* _TEXT BLOCK_:
>>

Meekly countering these insights is the elder woman at the table, Natalia (Xenia Kalogeropoulou),who did feel complete with her husband. When he used to lie next to her, she “felt safe. Complete. Lately, I’ve been forgetting little things. He’s sort of fading and I’m starting to forget him. It’s like losing him again. So sometimes I make myself remember every detail of his face. Sometimes I can actually see him. But then — the real world rushes in and he vanishes again. Like sunlight, sunset, we appear, we disappear. We are so important to some, but we are just passing through.” The woman’s touching speech is sort of patronized by Jesse, who raises his glass and says, “To passing through” (he can’t witness anything poignant without consecrating it through ritual), but its sentiment captures the precious longing in Linklater’s cinema, or an idea of cinema generally: the futile yet beautiful pursuit of permanence, which was once captured in explosions of photochemical idiosyncrasies, and now is the reprojected data of binary units. The slackers and dreamers, who in their twenties thought they were doing so many important things (Celine as activist, Jesse as writer), wander around through ruins and interrogate each other by setting expectations of the present against the past (would you get off a train with me today?), Jesse sometimes wearing a record store shirt, denoting a dead method of recording sound, while Celine’s smart-phone has the outward appearance of the similarly extinct analog cassette tape. From these environs, Socratic philosophers debated the value of memory vs. recorded writing (and the Before films play so much like a series of Socratic dialogues), Socrates himself signaling writing as the beginning of forgetfulness. But the impulse in witnessing an important sound or thought or image is to transmute it through recording it (on paper, on vinyl, tape, film), owning time like love gives way to, as one character implies, colonizing the beloved, maybe a present day wedding ring being to love what a film is to fragments of time. But it can never be fully owned, colonized, possessed, etc. The old woman’s frustration with the phantom of her late husband, vividly remembering him just as he becomes vague and blurry, is a paradox of memory. As a character remarks in Sarah Polley’s investigation into her parents’ love lives, Stories We Tell, love is short while forgetting is long.

<<

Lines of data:
>>

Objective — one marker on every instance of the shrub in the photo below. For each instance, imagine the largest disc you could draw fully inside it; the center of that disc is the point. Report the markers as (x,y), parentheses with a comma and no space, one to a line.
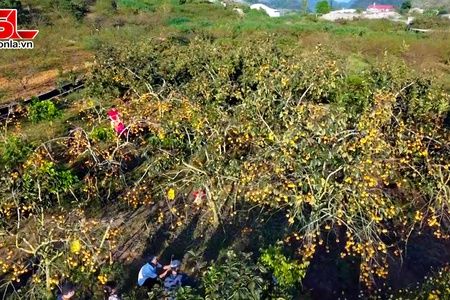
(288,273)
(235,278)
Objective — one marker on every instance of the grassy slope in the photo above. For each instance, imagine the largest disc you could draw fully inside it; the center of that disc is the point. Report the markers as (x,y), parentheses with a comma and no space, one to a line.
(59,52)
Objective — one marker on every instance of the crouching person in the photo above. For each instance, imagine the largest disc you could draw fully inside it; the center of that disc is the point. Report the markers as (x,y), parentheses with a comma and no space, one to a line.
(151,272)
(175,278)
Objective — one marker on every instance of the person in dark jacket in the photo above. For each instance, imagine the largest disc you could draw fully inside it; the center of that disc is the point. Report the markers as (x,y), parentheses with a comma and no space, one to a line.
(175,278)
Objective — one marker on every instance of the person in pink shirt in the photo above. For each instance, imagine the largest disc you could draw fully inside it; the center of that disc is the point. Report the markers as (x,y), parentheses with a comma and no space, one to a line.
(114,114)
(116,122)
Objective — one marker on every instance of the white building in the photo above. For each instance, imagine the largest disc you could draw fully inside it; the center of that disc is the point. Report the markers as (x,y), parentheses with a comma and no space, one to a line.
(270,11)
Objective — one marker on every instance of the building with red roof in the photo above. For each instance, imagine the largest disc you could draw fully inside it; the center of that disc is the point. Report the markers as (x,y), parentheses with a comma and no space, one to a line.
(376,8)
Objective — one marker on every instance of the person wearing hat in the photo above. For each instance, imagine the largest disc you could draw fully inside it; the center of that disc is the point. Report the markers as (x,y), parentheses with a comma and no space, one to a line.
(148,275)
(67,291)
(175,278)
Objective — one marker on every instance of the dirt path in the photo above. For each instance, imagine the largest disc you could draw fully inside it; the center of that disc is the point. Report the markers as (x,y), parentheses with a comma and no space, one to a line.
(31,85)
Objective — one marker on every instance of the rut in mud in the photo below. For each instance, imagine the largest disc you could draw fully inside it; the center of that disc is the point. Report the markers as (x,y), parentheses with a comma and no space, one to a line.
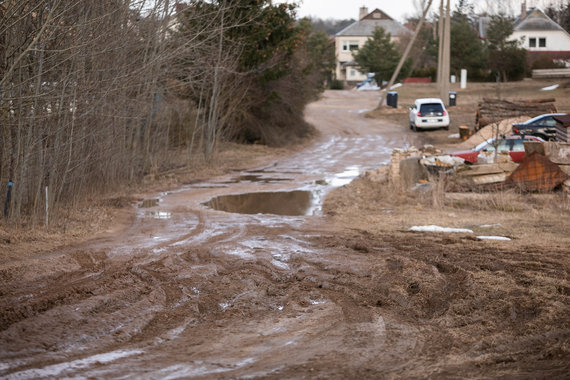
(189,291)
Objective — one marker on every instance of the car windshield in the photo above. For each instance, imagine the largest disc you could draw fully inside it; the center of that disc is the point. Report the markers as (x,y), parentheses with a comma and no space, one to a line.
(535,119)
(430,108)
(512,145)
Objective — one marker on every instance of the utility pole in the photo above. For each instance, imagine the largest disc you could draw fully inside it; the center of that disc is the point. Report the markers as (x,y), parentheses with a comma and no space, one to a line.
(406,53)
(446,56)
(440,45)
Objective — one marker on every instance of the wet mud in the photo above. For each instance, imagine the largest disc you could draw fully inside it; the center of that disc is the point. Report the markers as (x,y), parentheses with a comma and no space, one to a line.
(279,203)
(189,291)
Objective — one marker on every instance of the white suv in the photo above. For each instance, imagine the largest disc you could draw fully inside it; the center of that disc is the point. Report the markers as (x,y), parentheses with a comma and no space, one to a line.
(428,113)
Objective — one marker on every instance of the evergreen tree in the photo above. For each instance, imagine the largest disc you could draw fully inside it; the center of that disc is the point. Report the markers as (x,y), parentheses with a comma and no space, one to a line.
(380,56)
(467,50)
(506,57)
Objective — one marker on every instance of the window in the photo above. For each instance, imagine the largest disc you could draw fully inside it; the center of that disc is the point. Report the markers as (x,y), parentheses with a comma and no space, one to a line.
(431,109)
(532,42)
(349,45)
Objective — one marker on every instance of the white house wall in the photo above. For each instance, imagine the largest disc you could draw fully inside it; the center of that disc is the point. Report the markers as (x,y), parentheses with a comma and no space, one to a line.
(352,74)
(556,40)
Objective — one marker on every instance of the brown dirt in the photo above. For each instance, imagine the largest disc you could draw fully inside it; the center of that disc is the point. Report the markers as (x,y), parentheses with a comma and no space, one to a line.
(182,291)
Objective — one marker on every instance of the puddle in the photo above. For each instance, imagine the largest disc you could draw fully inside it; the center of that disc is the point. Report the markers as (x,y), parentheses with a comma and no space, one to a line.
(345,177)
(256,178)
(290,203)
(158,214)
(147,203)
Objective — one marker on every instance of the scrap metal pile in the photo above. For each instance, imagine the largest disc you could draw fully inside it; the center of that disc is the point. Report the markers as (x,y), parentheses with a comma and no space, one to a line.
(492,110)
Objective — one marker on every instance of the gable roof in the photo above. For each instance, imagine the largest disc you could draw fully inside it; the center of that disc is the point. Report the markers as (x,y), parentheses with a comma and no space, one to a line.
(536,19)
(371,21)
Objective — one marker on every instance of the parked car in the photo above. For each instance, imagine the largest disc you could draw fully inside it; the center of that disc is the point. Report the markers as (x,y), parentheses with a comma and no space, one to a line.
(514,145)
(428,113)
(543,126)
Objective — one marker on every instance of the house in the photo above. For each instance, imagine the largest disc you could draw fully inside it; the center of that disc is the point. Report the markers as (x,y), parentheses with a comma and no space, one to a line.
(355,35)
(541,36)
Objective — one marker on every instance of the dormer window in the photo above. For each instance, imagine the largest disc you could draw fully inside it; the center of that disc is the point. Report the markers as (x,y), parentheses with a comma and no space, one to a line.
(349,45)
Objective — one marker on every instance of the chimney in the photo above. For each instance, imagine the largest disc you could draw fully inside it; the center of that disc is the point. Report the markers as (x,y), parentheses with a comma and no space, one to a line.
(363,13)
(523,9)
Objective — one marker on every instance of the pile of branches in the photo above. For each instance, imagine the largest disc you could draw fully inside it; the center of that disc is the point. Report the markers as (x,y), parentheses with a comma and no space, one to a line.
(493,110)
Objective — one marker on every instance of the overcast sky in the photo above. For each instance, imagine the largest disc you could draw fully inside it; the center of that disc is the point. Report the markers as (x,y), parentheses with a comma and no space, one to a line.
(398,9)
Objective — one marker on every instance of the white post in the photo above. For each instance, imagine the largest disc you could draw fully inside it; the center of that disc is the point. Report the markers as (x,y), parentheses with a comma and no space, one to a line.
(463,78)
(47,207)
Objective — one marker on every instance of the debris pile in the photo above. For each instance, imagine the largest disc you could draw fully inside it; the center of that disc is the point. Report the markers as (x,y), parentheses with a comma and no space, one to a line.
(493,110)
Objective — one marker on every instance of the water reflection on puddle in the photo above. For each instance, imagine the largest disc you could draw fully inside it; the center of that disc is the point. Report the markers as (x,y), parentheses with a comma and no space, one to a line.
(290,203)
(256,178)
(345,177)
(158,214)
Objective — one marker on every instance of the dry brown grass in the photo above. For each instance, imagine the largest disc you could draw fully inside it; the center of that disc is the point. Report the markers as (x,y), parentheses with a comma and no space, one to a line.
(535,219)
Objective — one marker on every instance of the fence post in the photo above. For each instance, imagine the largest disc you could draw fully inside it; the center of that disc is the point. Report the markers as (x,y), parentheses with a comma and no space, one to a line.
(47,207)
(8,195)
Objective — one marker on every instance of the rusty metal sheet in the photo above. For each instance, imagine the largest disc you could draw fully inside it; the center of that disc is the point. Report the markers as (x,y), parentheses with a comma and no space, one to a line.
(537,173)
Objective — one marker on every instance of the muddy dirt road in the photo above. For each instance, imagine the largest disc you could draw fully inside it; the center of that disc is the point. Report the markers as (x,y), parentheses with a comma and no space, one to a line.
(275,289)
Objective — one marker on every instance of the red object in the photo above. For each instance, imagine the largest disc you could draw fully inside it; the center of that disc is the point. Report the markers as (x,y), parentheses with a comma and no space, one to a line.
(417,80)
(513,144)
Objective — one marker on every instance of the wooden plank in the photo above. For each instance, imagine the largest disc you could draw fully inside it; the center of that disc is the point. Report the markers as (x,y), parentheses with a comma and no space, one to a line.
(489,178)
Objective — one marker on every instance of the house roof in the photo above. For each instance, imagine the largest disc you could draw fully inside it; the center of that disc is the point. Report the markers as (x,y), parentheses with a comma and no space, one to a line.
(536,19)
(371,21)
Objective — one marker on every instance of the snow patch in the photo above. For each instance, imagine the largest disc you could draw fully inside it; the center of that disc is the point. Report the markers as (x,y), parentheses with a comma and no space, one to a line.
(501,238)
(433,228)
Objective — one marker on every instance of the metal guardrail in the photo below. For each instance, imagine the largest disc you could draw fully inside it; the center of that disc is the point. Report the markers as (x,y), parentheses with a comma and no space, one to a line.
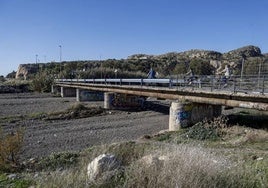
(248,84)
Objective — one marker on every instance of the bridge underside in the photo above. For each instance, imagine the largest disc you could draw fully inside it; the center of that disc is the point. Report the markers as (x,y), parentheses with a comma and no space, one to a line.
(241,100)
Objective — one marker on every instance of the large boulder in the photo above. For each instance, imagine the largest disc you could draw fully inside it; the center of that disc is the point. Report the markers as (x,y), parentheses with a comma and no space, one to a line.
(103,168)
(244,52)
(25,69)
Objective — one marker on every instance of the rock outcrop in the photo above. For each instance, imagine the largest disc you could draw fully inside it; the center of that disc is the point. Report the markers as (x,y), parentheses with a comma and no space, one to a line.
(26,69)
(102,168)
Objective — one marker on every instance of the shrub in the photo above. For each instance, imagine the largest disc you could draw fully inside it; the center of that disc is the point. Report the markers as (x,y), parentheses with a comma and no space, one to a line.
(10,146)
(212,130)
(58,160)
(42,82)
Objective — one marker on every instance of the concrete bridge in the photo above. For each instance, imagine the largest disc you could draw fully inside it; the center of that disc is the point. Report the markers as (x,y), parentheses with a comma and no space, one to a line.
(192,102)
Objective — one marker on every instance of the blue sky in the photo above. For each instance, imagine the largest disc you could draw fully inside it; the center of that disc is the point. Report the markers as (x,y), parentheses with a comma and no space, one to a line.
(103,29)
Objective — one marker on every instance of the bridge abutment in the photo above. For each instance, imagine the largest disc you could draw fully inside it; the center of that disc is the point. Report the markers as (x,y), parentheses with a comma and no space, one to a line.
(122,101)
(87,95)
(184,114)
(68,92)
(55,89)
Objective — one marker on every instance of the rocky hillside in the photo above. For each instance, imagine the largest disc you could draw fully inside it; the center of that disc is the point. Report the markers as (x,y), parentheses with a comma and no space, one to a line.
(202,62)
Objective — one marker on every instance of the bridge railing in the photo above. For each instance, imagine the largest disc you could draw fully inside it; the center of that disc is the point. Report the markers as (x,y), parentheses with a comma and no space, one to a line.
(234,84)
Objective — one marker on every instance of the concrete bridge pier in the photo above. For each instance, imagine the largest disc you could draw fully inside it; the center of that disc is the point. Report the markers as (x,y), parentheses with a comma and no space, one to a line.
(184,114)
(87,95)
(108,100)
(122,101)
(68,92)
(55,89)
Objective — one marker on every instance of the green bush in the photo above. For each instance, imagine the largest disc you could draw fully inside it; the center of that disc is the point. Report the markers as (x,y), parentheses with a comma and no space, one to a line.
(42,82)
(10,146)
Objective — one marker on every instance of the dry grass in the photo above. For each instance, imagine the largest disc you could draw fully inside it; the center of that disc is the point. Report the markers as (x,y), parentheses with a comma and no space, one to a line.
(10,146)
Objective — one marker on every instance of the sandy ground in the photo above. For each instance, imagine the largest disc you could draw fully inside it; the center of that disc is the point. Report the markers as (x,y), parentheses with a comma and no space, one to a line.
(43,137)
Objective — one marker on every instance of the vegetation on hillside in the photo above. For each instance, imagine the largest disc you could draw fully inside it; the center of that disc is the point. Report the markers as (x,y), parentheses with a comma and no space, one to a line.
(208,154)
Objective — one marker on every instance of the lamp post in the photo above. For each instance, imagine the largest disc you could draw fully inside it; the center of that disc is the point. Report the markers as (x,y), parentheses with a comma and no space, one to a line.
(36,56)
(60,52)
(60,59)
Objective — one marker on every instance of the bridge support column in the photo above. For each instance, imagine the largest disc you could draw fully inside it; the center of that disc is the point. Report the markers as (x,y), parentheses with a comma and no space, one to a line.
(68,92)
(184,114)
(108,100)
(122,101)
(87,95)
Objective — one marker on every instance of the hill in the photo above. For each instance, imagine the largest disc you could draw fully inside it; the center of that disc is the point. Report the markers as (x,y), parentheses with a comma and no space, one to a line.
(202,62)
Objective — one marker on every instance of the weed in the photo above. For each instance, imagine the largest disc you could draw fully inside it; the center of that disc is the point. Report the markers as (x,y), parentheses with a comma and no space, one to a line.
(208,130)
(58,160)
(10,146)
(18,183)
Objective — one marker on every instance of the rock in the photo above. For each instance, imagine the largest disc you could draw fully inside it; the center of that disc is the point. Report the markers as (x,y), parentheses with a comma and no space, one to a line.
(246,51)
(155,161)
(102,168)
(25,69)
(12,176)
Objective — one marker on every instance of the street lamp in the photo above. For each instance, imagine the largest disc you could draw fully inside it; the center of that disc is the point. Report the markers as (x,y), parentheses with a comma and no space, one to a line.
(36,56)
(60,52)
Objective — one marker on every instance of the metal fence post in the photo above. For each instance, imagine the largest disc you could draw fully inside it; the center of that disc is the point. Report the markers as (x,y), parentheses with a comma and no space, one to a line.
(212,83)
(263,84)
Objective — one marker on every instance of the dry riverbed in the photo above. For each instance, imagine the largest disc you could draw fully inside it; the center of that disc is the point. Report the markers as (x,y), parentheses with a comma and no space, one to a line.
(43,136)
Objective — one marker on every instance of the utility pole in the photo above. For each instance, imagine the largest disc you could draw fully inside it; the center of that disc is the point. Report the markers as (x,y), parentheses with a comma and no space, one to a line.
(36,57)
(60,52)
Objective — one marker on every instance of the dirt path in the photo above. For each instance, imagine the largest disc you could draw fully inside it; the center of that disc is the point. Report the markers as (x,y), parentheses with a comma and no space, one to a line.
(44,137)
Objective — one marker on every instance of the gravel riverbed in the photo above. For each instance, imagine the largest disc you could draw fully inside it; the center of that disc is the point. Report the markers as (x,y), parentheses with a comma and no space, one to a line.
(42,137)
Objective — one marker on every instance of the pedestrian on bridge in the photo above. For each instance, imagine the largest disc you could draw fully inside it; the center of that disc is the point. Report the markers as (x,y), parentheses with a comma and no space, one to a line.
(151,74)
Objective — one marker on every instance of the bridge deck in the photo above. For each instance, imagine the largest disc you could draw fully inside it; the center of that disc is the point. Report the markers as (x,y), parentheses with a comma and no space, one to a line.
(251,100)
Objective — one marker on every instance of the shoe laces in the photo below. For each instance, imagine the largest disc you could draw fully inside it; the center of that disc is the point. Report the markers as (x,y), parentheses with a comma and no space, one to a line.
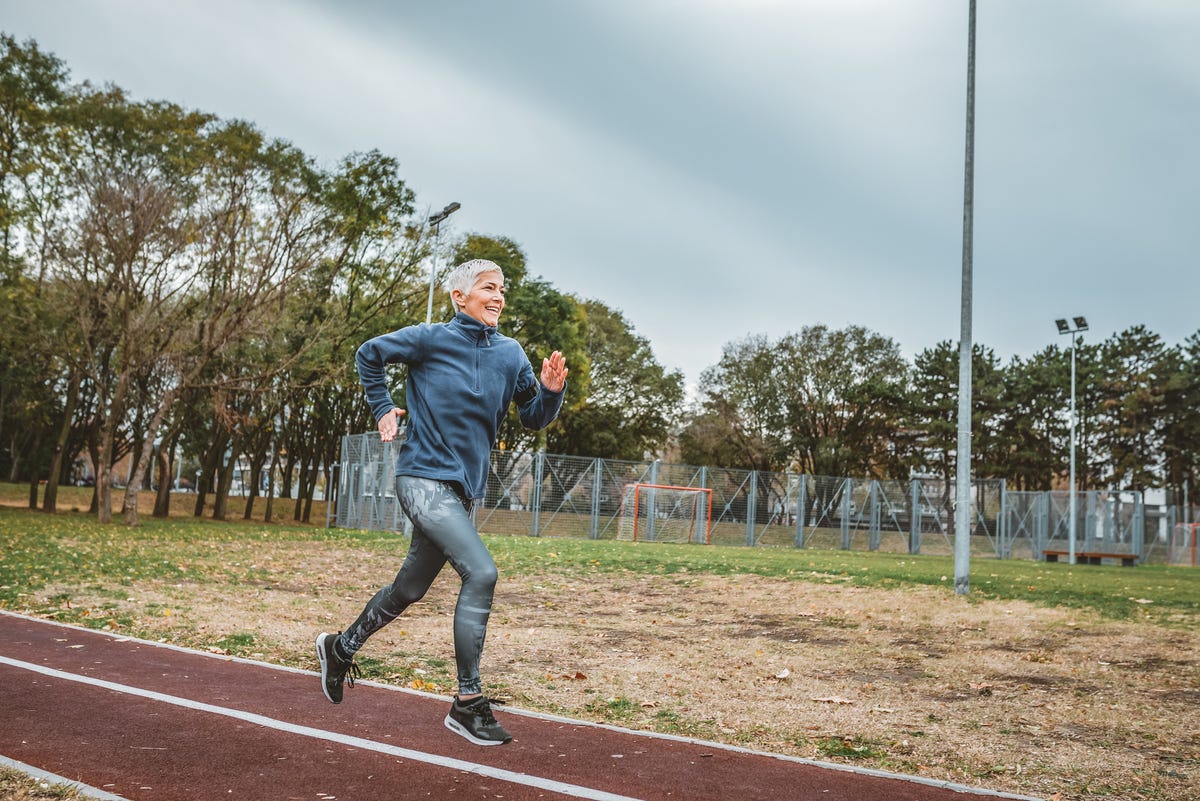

<<

* _PROBLEMS AND TASKS_:
**A.** In the film essay, what does Jesse say when he raises his glass after Natalia's speech?
**B.** Pick up the film essay right after its last sentence and write the next part.
The rows are separate material and have nothing to do with the film essay.

* _ANSWERS PER TASK_:
**A.** "To passing through."

**B.**
Before Midnight‘s anxiety about past and future hinges on the impact parents have on children. This plays out with humor in the early car ride, Jesse and Celine’s twin daughters sleeping in the backseat and missing out on the Greek ruins. Jesse eats one of their apples and Celine snaps a picture of it, to prove how he took food out of the mouth of his children. But Jesse is wondering about Hank. “It’s a crucial time for him,” he says, wishing that he was there to be the guiding light his own father never was. When it comes to throwing a baseball, “a father is supposed to teach you.”
The film’s first scene, with Jesse saying good-bye to Hank at the airport, shows the disconnect between generations, Jesse’s questions of concern given one-to-three word answers. We gather Hank plays piano and has important recitals. He used to play team sports like soccer but, believing he’s not that good, might give up. “Team sports are important,” Jesse stresses. But Hank doesn’t care. When Jesse mentions visiting later in the fall to see a piano recital, Hank is irritated. He doesn’t want his father there, because it would bring a lot of tension into the environment considering how much Hank’s mom hates Jesse (though we gather she might hate her new husband more). While Jesse wants to be there for the classically important moments in a child’s upbringing, Hank just wants to spend leisure time with his dad. This might be something that Jesse doesn’t understand, in parenting or in life generally. Everything is a ritual for him, and Linklaterian slacker that he is, his moments at St. Odile’s chapel, in addition to his wine toasts (“I don’t want this meal to go by without just saying ‘thank you’ to everyone”), denotes an impossibility to “just be,” to let time go leisurely without sanctifying it. As a film character, Jesse has always embodied “carpe diem” but still things slip away from him, as we see in one of the most moving shots I’ve seen in any film of recent years when we watch him watching Hank solitarily disappear into the airport’s halls of electronic efficiency and security.
Jesse was given an impossible riddle through time: pursuing and attaining the one that got away, Celine, and letting go of an unhappy marriage when he already had a child, whom he loves very much. There was no way to ensure anyone’s happiness in the scenario in which he found himself. He could go back to America, where he would be able to see Hank every other week instead of every few months — something we understand, along with Celine, isn’t worth it. The book’s been written and can’t be revised — and maybe worst of all, he made it a “book” in the first place.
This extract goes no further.